SOURCE EXTRACT
[Start of Attachment]

Early voting for Georgia’s two U.S. Senate runoff races begins in less than a month. The winners of these races will affect Georgia’s congressional representation, but they may also be the deciding factor in determining which party takes control of the U.S. Senate.
Republican Sens. David Perdue and Kelly Loeffler are vying to keep their seats in the Senate, while facing Democratic challengers Jon Ossoff and Raphael Warnock.
Republicans currently hold 50 of 100 seats in the Senate, but they need a 51-seat majority to keep control of the chamber. Democrats currently have 48 seats and will need both Ossoff and Warnock to win their runoffs in order to force a tie-breaker vote for Senate control, decided by Vice President-elect Kamala Harris.
However, Georgia has not elected a Democratic candidate to a seat in the U.S. Senate in 20 years.
UGA political science professor and Senate expert Anthony Madonna said that if Republicans Perdue and Loeffler do get re-elected, it will be more difficult for President-elect Joe Biden and his administration to pass legislation.
“Proposals that might have a fighting chance are not likely to see the floor,” Madonna said. “I think in the short term, a COVID relief bill, I have a hard time seeing one go through, at least one that is at all in line with Democratic priorities if Republicans hold these two seats.”
Right now, Democrats control the House of Representatives. If Republicans keep their control of the Senate, this would lead to a divided Congress where both chambers are controlled by different political parties. When Congress is divided, typically less legislation is agreed upon and approved, according to Madonna.

[End of Attachment]

EXERCISE DETAILS
Please list every person named in the article on Georgia's Senate runoffs. The data that comes next is from a different source.

Source data
[Start of Attachment]

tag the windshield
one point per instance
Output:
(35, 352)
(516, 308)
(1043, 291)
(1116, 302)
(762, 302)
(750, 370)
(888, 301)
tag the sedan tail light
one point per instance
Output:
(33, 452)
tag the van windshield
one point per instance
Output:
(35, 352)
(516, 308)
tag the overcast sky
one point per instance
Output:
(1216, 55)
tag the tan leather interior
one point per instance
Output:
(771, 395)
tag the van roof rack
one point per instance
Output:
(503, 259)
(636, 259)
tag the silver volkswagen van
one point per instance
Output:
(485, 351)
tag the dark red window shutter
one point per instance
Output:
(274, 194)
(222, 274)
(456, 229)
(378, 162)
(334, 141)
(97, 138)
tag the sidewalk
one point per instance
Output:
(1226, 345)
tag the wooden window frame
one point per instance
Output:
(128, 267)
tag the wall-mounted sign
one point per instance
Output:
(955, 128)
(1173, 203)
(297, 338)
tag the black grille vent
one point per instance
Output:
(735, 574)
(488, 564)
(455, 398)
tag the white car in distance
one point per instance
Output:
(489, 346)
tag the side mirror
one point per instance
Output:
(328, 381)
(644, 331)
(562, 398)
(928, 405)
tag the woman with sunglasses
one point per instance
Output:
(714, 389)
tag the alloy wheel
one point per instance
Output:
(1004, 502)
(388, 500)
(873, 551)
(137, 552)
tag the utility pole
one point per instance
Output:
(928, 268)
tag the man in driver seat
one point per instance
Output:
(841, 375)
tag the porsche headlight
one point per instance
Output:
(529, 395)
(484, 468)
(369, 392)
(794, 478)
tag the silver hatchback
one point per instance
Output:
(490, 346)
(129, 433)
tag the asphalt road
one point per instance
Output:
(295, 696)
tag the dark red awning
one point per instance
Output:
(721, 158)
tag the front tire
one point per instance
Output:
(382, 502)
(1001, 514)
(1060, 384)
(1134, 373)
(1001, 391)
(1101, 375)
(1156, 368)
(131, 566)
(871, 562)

[End of Attachment]

RESPONSE TO THE EXERCISE
David Perdue, Kelly Loeffler, Jon Ossoff, Raphael Warnock, Kamala Harris, Anthony Madonna, Joe Biden